*PROBLEM TO WORK ON:* Reproduce the entire listing word for word.

+ + + +

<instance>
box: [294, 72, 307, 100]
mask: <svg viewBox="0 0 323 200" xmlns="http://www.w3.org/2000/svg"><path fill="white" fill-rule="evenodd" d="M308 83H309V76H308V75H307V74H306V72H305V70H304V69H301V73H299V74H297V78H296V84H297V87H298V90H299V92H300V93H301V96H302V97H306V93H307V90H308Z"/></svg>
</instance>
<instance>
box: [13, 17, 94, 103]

+ + + +

*EXERCISE ANSWER:*
<instance>
box: [294, 72, 307, 100]
mask: <svg viewBox="0 0 323 200" xmlns="http://www.w3.org/2000/svg"><path fill="white" fill-rule="evenodd" d="M308 83H309V76H308V75H307V74H306V72H305V70H304V69H301V73H299V74H297V78H296V84H297V87H298V90H299V92H300V93H301V96H302V97H306V93H307V90H308Z"/></svg>
</instance>
<instance>
box: [13, 17, 94, 103]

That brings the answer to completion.